**Verilen metin:**
***
24 Haziran 2008 Salı

HATAY SORUNU

Kemalizmin İlhak Zincirinde HATAY

- Bir Tarihsel İnceleme

Sevra KURTULUŞ

















Giriş:

Türkiye’nin sınırları nerede? Nasıl çizilmiştir bu sınırlar? Çizilen bu sınırlar, gerçekten Türkiye’nin ”tam yerini” gösteriyor mu? İşte TC’nin kuruluşundan bu yana, bu sorular hep tartışma konusu olmuş; tartışma konusu olan bu sorular, Türkiye’nin ”sorunları” haline gelmiştir.

Osmanlı devletinin yıkıntıları üzerinde kurulan TC; tıpkı Osmanlı İmparatorluğu gibi ”gecekondu” bir tarzda ve başka halklar üzerinde kurularak, ”fetihçi” ve ”çapulcu” geleneğini bugünlere dek, sürdürmüştür. Bir de ”kemalizm” adını alan bir resmi ideolojiyle şekillenmiştir.

Peki, bu ideoloji nedir?

Bu ideoloji, 600 yıllık Osmanlı İmparatorluğunun tüm deneyimlerini miras olarak alan bir ideolojidir. Bu bazen islami giysi içinde, ”pan-islamizm”; bazen de dünyadaki tüm Türkleri toplama, birleştirme, pan-türkizm” adı altında, günümüze kadar sürdürülmüştür. Özü de hep aynı kalmıştır: Irkçılık, sömürgecilik, işgal ve ilhak.
***
**Verilen görev:** Hatay sorunu üzerine metinden "Türkiye’nin sınırları nerede?" sözleriyle başlayıp "bu ideoloji nedir?" sözlerine kadar süren bölümü hiç değiştirmeden tekrarlayın.

**Satırlar:**
***
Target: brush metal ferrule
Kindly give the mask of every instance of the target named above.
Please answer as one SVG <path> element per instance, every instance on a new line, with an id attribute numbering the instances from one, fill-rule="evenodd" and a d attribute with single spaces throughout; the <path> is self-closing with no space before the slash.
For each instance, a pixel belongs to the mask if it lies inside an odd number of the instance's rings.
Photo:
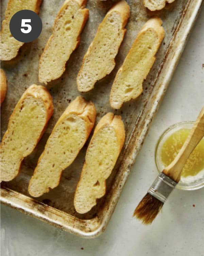
<path id="1" fill-rule="evenodd" d="M 177 184 L 174 180 L 163 172 L 161 172 L 148 192 L 162 202 L 164 203 Z"/>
***
**Aşağıdaki sonuç:**
Türkiye’nin sınırları nerede? Nasıl çizilmiştir bu sınırlar? Çizilen bu sınırlar, gerçekten Türkiye’nin ”tam yerini” gösteriyor mu? İşte TC’nin kuruluşundan bu yana, bu sorular hep tartışma konusu olmuş; tartışma konusu olan bu sorular, Türkiye’nin ”sorunları” haline gelmiştir.

Osmanlı devletinin yıkıntıları üzerinde kurulan TC; tıpkı Osmanlı İmparatorluğu gibi ”gecekondu” bir tarzda ve başka halklar üzerinde kurularak, ”fetihçi” ve ”çapulcu” geleneğini bugünlere dek, sürdürmüştür. Bir de ”kemalizm” adını alan bir resmi ideolojiyle şekillenmiştir.

Peki, bu ideoloji nedir?